Fisheye : Certains de tes tirages sont actuellement présentés dans le cadre de l’exposition Persona. Comment perçois-tu cette thématique ?
Arielle Bobb-Willis : J’ai toujours voulu me voir dans mon travail, toujours été intéressée par ce à quoi pourrait ressembler un portrait de moi-même sans que je sois physiquement présente dans le cadre. Lorsque j’ai commencé à prendre ces photos, je me suis donc tout naturellement demandé ce qu’était un portrait, comment je pouvais capturer ma personnalité, mes expériences, mes échecs, mes désirs, ma honte, mon bonheur et mon amour sans avoir à montrer mon visage ou mon corps pour autant. La photo s’est tout de suite présentée comme une bulle dans laquelle je n’ai pas à me poser de questions. Et pour quelqu’un qui, comme moi, remet tout en cause, cette échappatoire a été la plus grande et la plus pure des bouffées d’air frais que j’ai jamais prises.
Ce thème de Persona peut faire référence au masque, celui du théâtre ou celui que l’on peut porter en société. Dans chacun des cas, celui-ci peut dire autant qu’il peut dissimuler. Que souhaites-tu raconter et cacher ?

## Section de données
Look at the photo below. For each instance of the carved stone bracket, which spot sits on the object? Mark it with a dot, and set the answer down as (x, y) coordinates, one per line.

## Consigne
Indiquez si chacune des affirmations suivantes s'accorde avec l'extrait choisi en répondant par oui ou par non, puis citez textuellement les mots décisifs. 1. La photographe a toujours voulu se voir dans son travail. 2. Pour saisir sa personnalité, elle montre son visage dans ses photos. 3. Certains de ses tirages sont présentés dans l'exposition Persona.

## Réponse
1. Oui : « J’ai toujours voulu me voir dans mon travail »
2. Non : « sans avoir à montrer mon visage ou mon corps pour autant »
3. Oui : « Certains de tes tirages sont actuellement présentés dans le cadre de l’exposition Persona »